Collection entries:

◇ ◇ ◇ ◇ ◇

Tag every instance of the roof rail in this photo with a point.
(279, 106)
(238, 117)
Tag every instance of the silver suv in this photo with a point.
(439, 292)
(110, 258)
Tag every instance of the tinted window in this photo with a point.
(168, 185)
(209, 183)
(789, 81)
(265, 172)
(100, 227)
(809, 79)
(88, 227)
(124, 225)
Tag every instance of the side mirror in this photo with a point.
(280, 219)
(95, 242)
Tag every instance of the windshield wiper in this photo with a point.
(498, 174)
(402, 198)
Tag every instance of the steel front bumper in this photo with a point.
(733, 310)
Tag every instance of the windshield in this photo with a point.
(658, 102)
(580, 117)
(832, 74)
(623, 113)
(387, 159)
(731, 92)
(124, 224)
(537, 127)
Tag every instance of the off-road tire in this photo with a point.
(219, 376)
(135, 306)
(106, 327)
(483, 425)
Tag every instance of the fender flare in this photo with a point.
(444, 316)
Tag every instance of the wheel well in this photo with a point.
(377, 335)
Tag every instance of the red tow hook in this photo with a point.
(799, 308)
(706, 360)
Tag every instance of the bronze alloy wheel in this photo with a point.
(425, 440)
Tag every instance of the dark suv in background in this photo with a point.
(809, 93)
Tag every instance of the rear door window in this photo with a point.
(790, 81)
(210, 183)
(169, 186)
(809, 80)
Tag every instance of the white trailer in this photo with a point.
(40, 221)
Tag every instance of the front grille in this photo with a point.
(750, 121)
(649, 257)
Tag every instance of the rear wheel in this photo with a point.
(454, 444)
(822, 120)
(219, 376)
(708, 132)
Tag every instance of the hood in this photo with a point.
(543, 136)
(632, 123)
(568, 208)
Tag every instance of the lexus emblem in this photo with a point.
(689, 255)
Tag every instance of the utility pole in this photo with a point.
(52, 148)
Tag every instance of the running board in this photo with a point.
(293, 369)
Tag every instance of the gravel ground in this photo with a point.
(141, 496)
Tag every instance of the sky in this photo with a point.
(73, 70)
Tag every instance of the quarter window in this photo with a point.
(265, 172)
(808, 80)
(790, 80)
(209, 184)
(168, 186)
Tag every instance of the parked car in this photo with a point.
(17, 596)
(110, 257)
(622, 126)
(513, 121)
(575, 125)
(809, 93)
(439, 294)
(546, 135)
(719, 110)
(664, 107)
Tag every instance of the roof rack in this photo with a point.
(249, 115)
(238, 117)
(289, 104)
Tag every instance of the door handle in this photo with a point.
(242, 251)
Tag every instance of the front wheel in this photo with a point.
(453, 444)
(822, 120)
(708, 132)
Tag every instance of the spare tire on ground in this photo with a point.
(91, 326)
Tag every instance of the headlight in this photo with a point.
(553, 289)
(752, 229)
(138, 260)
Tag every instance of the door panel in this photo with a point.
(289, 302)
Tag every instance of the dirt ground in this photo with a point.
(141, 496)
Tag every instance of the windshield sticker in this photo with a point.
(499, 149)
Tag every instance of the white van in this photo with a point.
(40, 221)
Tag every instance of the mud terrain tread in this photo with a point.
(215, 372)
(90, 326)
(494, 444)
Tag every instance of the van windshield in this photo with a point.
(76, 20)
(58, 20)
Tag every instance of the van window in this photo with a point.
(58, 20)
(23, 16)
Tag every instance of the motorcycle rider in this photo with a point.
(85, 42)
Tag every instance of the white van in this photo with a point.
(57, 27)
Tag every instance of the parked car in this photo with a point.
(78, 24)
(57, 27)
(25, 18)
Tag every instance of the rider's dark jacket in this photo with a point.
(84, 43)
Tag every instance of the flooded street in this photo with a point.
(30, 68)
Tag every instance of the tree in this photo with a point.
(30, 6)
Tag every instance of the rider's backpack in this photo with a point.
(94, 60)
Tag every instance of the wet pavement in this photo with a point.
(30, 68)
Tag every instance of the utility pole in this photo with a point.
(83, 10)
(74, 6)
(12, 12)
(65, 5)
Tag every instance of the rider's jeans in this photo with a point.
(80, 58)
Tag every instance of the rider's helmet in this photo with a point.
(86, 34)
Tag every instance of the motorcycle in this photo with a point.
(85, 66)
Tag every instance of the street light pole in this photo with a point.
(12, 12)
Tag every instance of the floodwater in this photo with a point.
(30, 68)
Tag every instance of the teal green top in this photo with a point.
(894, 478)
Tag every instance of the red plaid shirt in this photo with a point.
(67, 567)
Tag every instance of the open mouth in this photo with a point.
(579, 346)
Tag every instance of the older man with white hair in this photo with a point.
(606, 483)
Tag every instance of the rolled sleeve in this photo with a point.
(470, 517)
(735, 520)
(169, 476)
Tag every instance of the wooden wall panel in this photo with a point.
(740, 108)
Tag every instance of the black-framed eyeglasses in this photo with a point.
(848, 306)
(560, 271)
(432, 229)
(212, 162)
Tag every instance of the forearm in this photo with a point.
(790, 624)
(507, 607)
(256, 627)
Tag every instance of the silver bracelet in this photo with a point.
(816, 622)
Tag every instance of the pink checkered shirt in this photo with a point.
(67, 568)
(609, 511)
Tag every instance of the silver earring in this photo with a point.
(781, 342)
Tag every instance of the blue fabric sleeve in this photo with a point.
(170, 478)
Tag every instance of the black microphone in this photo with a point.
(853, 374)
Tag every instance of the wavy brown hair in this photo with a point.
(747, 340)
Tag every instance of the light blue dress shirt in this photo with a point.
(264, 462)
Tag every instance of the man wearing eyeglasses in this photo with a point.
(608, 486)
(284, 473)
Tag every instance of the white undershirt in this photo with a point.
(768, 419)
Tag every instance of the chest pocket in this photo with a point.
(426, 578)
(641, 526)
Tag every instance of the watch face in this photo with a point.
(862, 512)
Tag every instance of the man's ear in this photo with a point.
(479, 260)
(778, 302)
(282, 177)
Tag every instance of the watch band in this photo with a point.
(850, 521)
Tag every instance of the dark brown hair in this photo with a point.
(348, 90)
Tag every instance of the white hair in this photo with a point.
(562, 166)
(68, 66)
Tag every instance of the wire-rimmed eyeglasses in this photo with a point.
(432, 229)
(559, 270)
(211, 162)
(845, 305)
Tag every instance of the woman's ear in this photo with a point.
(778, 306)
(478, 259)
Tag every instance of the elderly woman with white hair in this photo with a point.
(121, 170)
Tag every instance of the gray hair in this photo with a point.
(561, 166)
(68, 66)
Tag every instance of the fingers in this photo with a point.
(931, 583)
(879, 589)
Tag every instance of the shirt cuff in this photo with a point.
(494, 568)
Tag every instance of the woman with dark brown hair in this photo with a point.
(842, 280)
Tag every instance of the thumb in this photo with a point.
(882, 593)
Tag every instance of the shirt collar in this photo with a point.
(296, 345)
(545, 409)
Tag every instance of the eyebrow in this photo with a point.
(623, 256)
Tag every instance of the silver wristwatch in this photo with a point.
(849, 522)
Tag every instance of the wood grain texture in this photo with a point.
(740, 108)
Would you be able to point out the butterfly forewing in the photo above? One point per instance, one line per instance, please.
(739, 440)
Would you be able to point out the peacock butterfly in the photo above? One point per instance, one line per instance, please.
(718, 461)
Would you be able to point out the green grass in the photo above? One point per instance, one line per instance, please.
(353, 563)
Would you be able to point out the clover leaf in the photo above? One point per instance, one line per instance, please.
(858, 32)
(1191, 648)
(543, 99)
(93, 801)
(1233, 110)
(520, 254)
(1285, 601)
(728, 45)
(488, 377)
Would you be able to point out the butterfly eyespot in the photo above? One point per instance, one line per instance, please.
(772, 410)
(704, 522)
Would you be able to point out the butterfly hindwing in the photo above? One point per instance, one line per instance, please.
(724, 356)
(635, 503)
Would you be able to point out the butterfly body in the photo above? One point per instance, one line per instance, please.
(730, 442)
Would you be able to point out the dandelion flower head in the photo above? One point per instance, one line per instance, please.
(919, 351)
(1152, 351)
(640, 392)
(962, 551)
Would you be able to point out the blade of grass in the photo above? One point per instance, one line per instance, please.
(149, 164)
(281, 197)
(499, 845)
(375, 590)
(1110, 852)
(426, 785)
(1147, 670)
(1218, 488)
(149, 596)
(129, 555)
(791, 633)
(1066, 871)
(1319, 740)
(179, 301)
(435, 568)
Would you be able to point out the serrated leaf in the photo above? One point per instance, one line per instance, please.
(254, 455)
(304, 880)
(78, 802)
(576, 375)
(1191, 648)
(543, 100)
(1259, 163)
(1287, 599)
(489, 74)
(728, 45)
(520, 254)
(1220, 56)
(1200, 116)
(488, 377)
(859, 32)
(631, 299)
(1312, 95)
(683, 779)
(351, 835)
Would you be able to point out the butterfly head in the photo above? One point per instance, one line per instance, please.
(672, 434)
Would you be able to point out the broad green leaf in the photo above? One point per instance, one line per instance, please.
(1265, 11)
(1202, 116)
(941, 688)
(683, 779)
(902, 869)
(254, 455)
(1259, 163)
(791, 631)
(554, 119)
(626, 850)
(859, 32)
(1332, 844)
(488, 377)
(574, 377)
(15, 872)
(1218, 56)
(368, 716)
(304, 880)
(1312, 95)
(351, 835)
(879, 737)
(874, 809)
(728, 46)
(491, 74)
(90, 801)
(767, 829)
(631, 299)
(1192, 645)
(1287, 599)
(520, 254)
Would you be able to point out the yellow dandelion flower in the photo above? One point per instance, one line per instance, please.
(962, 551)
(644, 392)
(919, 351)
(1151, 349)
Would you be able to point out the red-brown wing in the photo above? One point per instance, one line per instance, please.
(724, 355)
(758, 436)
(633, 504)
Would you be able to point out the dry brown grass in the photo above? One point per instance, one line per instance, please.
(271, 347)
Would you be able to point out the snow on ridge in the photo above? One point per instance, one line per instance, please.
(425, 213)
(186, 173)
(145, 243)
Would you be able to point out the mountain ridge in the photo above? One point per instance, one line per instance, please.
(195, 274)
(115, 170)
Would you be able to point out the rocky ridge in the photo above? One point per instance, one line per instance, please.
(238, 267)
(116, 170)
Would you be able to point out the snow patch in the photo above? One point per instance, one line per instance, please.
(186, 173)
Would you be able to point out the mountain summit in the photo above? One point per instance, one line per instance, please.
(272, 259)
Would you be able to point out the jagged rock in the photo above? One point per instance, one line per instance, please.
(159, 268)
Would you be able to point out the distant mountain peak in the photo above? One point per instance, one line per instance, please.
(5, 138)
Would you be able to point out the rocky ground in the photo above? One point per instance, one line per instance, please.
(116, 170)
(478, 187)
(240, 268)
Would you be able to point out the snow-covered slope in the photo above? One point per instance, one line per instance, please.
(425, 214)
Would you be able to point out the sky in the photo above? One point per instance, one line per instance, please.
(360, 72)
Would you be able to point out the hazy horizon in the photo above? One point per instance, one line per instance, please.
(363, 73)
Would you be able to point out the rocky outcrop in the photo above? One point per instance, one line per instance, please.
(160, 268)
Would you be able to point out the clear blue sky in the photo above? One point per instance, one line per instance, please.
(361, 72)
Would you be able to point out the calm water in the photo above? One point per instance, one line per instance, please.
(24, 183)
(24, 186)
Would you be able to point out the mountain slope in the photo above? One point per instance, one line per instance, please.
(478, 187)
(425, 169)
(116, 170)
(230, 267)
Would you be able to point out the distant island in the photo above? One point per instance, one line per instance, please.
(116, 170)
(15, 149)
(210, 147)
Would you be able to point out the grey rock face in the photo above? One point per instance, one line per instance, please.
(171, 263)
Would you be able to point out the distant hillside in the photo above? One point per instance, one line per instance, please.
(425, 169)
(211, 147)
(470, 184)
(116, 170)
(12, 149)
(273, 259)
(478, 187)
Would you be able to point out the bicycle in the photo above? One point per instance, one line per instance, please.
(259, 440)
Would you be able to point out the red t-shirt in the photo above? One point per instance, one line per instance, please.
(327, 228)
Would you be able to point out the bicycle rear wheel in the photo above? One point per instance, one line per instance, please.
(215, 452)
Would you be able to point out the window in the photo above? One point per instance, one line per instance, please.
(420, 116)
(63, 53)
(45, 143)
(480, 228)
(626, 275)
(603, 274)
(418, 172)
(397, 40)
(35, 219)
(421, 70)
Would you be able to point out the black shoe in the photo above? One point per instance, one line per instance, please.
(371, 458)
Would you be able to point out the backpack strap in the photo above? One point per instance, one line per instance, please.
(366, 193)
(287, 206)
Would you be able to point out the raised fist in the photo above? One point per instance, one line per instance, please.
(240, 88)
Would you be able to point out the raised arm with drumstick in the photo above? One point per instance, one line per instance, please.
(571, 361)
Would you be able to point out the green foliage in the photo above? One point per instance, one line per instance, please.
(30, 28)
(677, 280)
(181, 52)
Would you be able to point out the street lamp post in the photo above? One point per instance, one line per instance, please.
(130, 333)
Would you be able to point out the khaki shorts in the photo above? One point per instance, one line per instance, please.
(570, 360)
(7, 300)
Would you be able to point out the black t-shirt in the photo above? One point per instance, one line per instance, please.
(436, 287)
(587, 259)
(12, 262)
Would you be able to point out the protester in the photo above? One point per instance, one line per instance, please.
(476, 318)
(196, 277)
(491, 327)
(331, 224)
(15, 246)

◇ ◇ ◇ ◇ ◇

Quote, without alteration, the final stretch of the entries: the line with "Would you be able to point out the window" onward to the last line.

SOLUTION TO THIS TASK ▸
Would you be able to point out the window in the photo above? One point per instance, one line per instance, please.
(420, 116)
(63, 53)
(45, 143)
(480, 228)
(626, 275)
(603, 274)
(418, 172)
(397, 40)
(35, 219)
(421, 70)
Would you be able to point out the black shoe in the photo above? One point per instance, one line per instance, please.
(371, 458)
Would you be able to point out the backpack strap in the photo above? One point per instance, one line per instance, please.
(366, 193)
(287, 206)
Would you be able to point out the raised fist in the photo above? One point per instance, one line per instance, please.
(240, 88)
Would you be able to point out the raised arm with drumstick in the photo above? One point per instance, one line per instance, please.
(571, 361)
Would you be able to point out the green foliage in the photo above? One point per instance, one line per instance, please.
(30, 28)
(677, 280)
(181, 52)
Would you be able to point out the street lamp post in the photo above? One point per instance, one line per instance, please.
(130, 333)
Would you be able to point out the khaki shorts in the photo above? One point per instance, one line per instance, please.
(570, 360)
(7, 300)
Would you be able to point out the black t-shirt in the photo above? One point per instance, one line per instance, please.
(436, 287)
(587, 259)
(12, 262)
Would you be able to point out the protester in the photo above? One point per instance, one line per instance, please.
(476, 318)
(196, 277)
(491, 327)
(331, 224)
(15, 246)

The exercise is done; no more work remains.